What this task involves:
Will you write out all the entries below exactly?

Material for this task:
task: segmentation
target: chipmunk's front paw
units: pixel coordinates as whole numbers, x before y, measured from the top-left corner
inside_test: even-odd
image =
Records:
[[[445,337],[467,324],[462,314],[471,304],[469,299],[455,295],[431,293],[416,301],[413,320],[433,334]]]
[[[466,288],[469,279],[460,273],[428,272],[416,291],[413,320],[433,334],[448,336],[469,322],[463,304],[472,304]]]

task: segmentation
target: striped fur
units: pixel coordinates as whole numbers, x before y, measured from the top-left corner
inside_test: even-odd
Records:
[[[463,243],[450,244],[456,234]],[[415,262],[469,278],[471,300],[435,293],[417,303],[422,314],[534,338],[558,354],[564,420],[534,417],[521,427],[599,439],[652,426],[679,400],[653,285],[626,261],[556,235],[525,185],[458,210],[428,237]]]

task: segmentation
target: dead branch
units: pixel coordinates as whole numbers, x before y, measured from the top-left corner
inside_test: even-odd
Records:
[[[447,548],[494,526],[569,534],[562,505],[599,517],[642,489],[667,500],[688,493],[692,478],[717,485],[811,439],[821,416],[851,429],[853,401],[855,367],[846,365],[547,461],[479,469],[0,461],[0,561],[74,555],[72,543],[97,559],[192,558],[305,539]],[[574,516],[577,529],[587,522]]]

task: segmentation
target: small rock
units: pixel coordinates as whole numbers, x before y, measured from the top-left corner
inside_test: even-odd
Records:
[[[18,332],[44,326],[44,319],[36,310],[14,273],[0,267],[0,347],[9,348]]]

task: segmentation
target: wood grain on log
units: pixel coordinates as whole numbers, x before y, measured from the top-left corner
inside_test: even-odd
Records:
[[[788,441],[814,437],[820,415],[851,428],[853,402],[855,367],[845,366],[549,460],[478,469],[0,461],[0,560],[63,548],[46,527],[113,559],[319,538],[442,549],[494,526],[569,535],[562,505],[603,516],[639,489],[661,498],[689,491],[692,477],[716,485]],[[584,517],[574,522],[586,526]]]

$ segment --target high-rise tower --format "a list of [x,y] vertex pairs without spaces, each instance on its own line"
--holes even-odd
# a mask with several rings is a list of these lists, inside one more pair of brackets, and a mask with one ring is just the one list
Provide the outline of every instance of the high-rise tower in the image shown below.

Solution:
task: segmentation
target: chipmunk's front paw
units: pixel coordinates as whole numbers, x before y, measured from the top-left corner
inside_test: even-odd
image =
Records:
[[[445,337],[467,324],[462,314],[471,304],[469,299],[455,295],[431,293],[416,301],[413,320],[433,334]]]
[[[466,288],[469,279],[460,273],[428,272],[416,291],[413,320],[433,334],[448,336],[469,322],[463,304],[472,304]]]

task: segmentation
target: striped fur
units: pixel coordinates as whole numbers, x before y, measured from the top-left corner
inside_test: even-odd
Records:
[[[463,243],[450,244],[456,234]],[[415,262],[469,278],[471,300],[435,293],[417,303],[422,314],[534,338],[558,354],[564,420],[534,417],[521,427],[599,439],[652,426],[679,400],[653,285],[626,261],[556,235],[525,185],[458,210],[428,237]]]

task: segmentation
target: dead branch
units: pixel coordinates as whole numbers, x before y, measured from the top-left corner
inside_test: even-odd
Records:
[[[447,548],[494,526],[569,534],[562,505],[599,517],[642,489],[667,500],[688,493],[692,478],[717,485],[811,439],[821,416],[851,429],[853,401],[855,367],[846,365],[547,461],[479,469],[0,461],[0,561],[74,555],[72,543],[97,559],[192,558],[305,539]],[[574,516],[577,529],[587,522]]]

task: segmentation
target: small rock
units: pixel coordinates as whole numbers, x before y, measured from the top-left corner
inside_test: even-odd
Records:
[[[18,332],[44,326],[44,319],[36,310],[14,273],[0,267],[0,347],[9,348]]]

task: segmentation
target: wood grain on log
units: pixel coordinates as whole numbers, x before y, measured from the top-left corner
inside_test: even-odd
Records:
[[[788,441],[814,437],[820,415],[851,428],[853,402],[855,367],[845,366],[549,460],[478,469],[0,461],[0,560],[63,548],[46,527],[113,559],[319,538],[442,549],[494,526],[569,535],[562,505],[603,516],[639,489],[661,498],[689,491],[692,477],[716,485]],[[584,517],[574,522],[586,526]]]

$ segment --target high-rise tower --format "a list of [x,y] vertex pairs without spaces, each instance on its own line"
--holes even-odd
# a mask with several rings is a list of these lists, inside one more pair of brackets, and a mask with one ring is just the one list
Provide the outline of every instance of the high-rise tower in the image shown below.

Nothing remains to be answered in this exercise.